Dataset rows
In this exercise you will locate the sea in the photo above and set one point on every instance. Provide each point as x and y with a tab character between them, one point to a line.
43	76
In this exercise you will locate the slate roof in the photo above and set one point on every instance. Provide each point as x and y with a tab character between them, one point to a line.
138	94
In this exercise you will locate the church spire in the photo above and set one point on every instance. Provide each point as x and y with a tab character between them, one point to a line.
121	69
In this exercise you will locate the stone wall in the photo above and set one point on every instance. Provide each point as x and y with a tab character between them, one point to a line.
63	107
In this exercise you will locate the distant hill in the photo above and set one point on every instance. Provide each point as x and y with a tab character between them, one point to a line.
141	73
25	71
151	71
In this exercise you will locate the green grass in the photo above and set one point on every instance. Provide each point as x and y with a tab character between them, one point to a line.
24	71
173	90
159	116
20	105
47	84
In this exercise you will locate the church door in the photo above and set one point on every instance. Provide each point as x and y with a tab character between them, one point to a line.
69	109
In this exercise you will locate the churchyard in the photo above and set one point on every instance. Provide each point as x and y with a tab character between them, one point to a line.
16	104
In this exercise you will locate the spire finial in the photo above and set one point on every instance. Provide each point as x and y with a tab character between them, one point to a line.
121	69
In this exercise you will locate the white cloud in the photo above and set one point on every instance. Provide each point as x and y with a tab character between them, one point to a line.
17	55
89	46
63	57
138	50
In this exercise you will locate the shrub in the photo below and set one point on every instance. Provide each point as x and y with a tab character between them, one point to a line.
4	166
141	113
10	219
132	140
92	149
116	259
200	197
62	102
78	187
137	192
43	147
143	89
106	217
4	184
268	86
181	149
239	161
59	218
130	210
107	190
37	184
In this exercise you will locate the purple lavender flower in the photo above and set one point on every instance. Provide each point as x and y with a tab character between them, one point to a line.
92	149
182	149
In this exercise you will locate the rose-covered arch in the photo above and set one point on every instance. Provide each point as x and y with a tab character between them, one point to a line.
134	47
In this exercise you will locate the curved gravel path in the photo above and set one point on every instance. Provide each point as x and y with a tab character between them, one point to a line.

Work to be completed: Reproduce every line of the data above word for word, keeping the original order.

Output for this task:
In this exercise you will locate the sea in the photo above and set one point on every instance. Provide each point as x and y with a tab character between them, one point to a line.
43	76
In this exercise you will locate the slate roof in the photo above and set one point on every instance. Provide each point as x and y with a tab character between them, one point to a line.
138	94
In this exercise you will locate the church spire in the photo above and set one point on every instance. Provide each point as x and y with a tab character between them, one point to a line.
121	69
In this exercise you will locate the stone wall in the photo above and set one point on every instance. Provide each point as x and y with a tab character between them, one point to a line.
63	107
In this exercise you will locate the distant hill in the photo above and set one point on every instance. Provide each point as x and y with a tab character between them, one point to a line.
141	73
25	71
151	71
In this exercise you will locate the green grass in the photo above and set one point on every instance. Provide each point as x and y with a tab character between them, one point to a line.
24	71
173	90
159	116
20	105
47	84
In this exercise you will locate the church door in the photo above and set one point on every instance. Provide each point as x and y with a tab character between them, one point to a line.
69	109
In this exercise you will locate the churchyard in the photo above and set one point on every instance. Provide each point as x and y with a tab character between them, one point to a line.
16	104
In this exercise you will locate the spire finial in the photo above and set one point on every instance. Provide each point as x and y with a tab character between them, one point to a line.
121	69
In this exercise you will locate the white cloud in the photo above and set one point on every instance. Provide each point as x and y with a tab character between them, one point to a line.
17	55
89	46
63	57
138	50
In this exercise you will locate the shrub in the photo below and set one point on every instance. Provide each point as x and y with a tab character between them, one point to a line.
4	166
141	113
10	219
132	140
92	149
116	259
200	197
62	102
78	187
137	192
43	147
143	89
106	217
4	184
268	86
181	149
239	161
59	218
130	210
107	190
37	184
In this exercise you will locate the purple lavender flower in the photo above and set one point on every instance. Provide each point as x and y with a tab character between them, one point to a line.
92	149
182	149
In this exercise you will locate the rose-covered arch in the photo above and set one point on every instance. Provide each point as x and y with a tab character between them, one point to a line.
134	47
In this exercise you will locate the curved gravel path in the photo above and set one point on every instance. Provide each point as x and y with a tab character between them, one point to a line.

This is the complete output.